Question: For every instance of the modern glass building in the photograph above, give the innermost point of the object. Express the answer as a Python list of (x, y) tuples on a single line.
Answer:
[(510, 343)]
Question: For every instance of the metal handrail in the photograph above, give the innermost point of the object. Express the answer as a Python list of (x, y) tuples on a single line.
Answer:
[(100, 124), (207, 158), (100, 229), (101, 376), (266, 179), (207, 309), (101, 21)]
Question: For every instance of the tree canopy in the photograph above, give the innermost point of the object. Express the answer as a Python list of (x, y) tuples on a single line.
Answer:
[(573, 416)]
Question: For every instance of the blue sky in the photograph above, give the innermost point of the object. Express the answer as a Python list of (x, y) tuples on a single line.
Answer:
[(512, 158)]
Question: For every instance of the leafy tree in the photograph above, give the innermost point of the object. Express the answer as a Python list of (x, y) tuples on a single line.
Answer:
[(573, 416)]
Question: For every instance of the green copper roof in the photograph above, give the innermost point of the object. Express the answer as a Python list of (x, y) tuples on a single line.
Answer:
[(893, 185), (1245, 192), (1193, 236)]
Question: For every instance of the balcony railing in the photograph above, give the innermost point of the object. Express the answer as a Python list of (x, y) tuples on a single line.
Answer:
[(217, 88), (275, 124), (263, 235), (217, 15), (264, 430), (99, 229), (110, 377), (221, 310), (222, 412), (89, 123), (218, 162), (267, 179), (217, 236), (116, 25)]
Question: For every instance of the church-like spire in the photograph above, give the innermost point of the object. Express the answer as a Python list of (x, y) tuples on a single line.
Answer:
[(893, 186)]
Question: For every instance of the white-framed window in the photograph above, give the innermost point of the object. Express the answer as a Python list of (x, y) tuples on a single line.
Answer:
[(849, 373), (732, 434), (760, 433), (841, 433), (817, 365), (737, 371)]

○ ○ ○ ○ ○ ○ ○

Directions for this task
Each of the entries above is to be repeated exactly.

Response for this exercise
Question: For every instance of the modern glass building in the photograph above, give the innermost point of the object. Express the answer as a Python list of (x, y) tuples on a single line.
Answer:
[(510, 343)]
Question: For every instance of the metal handrail in the photograph above, give the innermost point of the object. Express the answer as a Python list of (x, y) tuples on a single line.
Answer:
[(100, 124), (207, 158), (100, 229), (101, 376), (266, 179), (207, 309), (101, 21)]
Question: For every instance of the tree canopy in the photograph above, give the innermost point of the object. Express the answer as a Python list of (x, y) tuples on a single line.
Answer:
[(573, 416)]
Question: For every instance of the blue sky in the photograph above, give the innermost point of the object. Express the answer as a Python list of (x, y) tuples on a single line.
Answer:
[(512, 158)]
Question: For every instance of the leafy tree in the photograph above, give the innermost point of the object. Express the answer as a Python list of (x, y) tuples on a single line.
Answer:
[(573, 416)]
Question: For every instance of the green copper roof in the photograph above, give the innermost point of the object. Express the answer as a Python list of (x, y) tuples on a single line.
Answer:
[(893, 185), (1245, 192), (1193, 236)]
Question: For every instance of the balcony railing in the photograph above, give the innermost point of the object. Express the answer as a Python list of (x, y) tuples on a single line.
Answer:
[(217, 88), (275, 124), (263, 235), (217, 15), (264, 430), (99, 229), (110, 377), (221, 310), (222, 412), (89, 123), (218, 162), (267, 179), (217, 236), (116, 25)]
Question: For every instance of the church-like spire in the photograph above, give the innermost point of the object. Express the answer as a Python list of (x, y) tuples on a single line.
Answer:
[(893, 186)]
Question: For every instance of the white-framed window in the photograph above, give the innermost point of the object. Express the answer as a Python list of (x, y) tuples on a single line.
Answer:
[(849, 373), (732, 434), (760, 433), (841, 433), (817, 365), (737, 371)]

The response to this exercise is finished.